> **TASK**
When you reach the line containing "Please locate the bare" in the data below, begin returning lines exactly as written, and stop once the line containing "Please locate the trash" has been returned.
** PROVIDED RECORDS follows **
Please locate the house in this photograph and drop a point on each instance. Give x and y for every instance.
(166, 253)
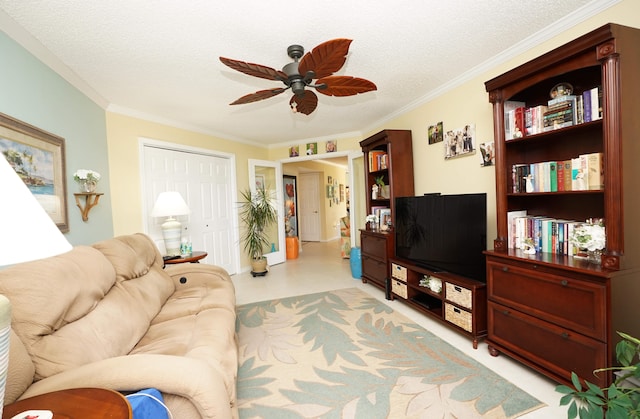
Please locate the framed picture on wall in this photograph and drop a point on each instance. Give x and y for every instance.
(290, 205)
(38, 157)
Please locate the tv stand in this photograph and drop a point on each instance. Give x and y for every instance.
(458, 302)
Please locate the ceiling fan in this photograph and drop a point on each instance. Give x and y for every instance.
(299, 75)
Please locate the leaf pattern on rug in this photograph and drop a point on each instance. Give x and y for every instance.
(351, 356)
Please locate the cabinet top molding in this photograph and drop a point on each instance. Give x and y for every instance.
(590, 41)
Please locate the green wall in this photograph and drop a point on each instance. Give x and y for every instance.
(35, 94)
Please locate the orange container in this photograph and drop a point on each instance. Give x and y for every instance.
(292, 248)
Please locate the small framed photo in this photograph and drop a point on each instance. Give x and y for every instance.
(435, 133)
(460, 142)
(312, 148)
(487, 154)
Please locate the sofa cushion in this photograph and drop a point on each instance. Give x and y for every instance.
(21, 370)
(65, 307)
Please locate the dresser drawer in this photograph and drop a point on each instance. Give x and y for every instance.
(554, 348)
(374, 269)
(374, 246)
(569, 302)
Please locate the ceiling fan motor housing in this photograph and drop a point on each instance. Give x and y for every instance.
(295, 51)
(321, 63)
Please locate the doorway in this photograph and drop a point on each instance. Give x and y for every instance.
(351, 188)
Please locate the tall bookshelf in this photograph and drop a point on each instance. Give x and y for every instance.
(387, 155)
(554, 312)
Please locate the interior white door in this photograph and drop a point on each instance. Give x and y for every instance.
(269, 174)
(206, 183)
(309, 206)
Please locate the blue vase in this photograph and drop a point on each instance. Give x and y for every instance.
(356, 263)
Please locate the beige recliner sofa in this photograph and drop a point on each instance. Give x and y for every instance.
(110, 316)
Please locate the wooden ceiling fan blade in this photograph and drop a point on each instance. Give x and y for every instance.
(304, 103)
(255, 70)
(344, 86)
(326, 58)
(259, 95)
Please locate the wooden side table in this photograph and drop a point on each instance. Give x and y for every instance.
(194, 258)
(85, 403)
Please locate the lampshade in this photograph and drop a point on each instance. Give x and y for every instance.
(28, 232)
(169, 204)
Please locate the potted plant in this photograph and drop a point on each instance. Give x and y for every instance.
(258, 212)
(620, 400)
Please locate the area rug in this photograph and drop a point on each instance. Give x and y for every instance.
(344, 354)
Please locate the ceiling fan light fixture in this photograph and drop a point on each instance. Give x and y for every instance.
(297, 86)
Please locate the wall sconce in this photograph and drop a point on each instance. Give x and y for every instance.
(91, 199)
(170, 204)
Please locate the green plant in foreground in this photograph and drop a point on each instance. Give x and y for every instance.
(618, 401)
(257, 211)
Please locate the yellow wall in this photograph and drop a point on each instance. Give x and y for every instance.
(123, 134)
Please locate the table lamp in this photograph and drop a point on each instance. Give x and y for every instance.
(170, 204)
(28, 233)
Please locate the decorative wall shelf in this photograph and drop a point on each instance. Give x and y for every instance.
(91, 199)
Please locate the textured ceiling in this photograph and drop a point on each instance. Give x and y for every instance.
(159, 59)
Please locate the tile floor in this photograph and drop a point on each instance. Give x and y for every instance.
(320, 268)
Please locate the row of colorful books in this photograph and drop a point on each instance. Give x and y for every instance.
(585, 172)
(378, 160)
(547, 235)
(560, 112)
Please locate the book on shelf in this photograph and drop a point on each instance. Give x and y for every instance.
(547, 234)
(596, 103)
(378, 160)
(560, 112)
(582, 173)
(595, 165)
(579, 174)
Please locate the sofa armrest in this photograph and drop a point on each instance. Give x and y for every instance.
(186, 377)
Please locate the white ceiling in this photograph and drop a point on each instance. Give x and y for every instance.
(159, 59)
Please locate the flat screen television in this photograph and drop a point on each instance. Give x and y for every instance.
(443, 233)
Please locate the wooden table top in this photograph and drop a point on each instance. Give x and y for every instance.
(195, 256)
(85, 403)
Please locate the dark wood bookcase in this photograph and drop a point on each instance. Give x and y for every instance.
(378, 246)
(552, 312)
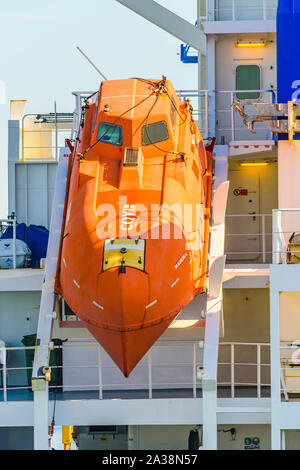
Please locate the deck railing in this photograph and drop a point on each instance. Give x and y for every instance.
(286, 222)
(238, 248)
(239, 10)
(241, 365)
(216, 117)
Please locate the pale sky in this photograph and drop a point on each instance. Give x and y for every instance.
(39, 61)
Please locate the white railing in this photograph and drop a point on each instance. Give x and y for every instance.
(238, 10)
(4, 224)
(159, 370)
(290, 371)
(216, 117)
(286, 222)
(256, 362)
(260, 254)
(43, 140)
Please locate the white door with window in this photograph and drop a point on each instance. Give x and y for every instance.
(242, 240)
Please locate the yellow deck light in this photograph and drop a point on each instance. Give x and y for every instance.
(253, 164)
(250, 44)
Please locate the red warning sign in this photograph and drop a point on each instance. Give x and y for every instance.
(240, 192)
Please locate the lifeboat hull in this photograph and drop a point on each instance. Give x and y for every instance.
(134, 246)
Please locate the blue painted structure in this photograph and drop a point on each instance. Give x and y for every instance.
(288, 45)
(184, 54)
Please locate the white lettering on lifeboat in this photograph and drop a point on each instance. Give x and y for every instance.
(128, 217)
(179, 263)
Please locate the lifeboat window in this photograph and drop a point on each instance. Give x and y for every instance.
** End of PROVIDED RECORDS **
** PROVIDED RECORDS follows **
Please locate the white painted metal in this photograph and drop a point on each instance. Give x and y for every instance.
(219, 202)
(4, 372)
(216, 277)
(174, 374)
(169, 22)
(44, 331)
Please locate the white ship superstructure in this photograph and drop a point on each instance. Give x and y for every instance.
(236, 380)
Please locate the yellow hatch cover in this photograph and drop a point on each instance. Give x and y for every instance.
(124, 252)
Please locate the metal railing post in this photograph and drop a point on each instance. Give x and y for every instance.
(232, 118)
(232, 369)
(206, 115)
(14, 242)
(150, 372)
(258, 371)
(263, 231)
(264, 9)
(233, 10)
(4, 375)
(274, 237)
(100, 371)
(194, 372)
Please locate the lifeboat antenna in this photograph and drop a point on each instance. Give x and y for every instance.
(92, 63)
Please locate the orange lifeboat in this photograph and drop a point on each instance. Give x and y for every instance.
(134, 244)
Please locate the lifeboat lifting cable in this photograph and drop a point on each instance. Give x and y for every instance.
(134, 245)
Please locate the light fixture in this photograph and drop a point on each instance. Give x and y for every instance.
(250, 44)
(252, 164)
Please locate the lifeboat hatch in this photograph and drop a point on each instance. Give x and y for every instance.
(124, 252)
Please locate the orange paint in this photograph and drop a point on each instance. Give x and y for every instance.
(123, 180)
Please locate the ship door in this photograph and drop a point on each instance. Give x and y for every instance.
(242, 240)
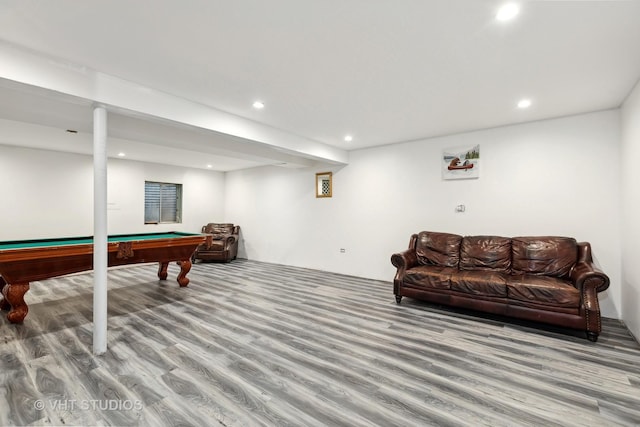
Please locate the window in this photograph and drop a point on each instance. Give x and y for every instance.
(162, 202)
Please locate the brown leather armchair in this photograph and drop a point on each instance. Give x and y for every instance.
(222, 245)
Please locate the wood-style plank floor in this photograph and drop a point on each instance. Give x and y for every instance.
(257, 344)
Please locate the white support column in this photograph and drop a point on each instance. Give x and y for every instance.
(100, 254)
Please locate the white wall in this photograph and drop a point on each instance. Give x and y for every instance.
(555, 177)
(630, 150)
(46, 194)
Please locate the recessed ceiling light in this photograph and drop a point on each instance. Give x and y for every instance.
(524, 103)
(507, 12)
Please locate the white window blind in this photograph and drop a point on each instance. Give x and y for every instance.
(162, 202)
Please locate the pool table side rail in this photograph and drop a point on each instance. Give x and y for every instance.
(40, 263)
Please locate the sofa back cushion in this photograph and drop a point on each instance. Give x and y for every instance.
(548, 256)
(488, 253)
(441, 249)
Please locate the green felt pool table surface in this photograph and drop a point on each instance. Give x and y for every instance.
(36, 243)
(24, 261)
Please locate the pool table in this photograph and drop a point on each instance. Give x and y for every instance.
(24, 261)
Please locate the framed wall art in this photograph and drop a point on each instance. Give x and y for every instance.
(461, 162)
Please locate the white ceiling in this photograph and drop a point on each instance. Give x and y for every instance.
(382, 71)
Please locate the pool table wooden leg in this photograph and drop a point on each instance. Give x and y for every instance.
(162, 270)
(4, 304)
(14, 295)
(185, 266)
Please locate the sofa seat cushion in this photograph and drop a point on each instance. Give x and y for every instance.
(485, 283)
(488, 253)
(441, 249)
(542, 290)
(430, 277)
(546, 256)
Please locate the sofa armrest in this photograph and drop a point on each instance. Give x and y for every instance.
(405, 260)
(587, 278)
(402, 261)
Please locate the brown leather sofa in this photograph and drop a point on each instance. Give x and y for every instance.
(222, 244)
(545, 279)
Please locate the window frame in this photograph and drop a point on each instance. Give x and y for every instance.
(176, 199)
** End of PROVIDED RECORDS **
** PROVIDED RECORDS follows **
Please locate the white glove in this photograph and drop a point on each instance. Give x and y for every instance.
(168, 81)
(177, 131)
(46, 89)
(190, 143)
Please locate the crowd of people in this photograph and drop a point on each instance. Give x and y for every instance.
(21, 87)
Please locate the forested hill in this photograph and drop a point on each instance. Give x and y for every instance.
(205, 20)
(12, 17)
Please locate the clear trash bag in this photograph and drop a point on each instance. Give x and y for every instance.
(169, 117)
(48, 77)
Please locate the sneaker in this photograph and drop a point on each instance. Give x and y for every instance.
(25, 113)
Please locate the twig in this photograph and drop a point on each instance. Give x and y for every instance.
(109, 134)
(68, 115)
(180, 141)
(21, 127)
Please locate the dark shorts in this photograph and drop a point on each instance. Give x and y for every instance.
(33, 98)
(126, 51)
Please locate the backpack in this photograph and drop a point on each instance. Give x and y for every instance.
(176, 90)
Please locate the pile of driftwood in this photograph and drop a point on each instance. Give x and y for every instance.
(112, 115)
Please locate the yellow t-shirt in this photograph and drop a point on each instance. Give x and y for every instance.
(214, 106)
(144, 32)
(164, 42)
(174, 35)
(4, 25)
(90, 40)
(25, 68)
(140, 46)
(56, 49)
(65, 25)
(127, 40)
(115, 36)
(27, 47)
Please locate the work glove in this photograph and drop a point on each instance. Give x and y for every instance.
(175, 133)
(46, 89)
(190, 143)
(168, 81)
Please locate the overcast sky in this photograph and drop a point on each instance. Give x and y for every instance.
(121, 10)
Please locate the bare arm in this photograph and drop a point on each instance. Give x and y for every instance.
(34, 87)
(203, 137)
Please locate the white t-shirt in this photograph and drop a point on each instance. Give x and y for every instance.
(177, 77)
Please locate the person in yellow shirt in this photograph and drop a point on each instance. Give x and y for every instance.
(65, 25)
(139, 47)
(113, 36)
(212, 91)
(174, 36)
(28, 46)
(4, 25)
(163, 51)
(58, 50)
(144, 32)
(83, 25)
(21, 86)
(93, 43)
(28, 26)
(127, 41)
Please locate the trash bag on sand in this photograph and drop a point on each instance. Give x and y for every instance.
** End of PROVIDED RECORDS **
> **THE ANSWER**
Please locate the bare arm in this photograph and drop a point on each instance. Give x and y for every instance.
(34, 87)
(203, 137)
Please locate the white t-shirt in this photograph and drop a point on each instance. Give x and y for every instance.
(177, 77)
Please locate the person in yellow shirt in this photograph and drop a point on each instance. Give x and y for every instance.
(65, 25)
(139, 47)
(113, 36)
(212, 91)
(174, 36)
(28, 46)
(4, 25)
(163, 51)
(58, 50)
(144, 32)
(83, 25)
(21, 86)
(93, 43)
(28, 26)
(127, 41)
Please locate the trash bag on sand in this photograph and drop a point on each instance. Give x and y for every instance.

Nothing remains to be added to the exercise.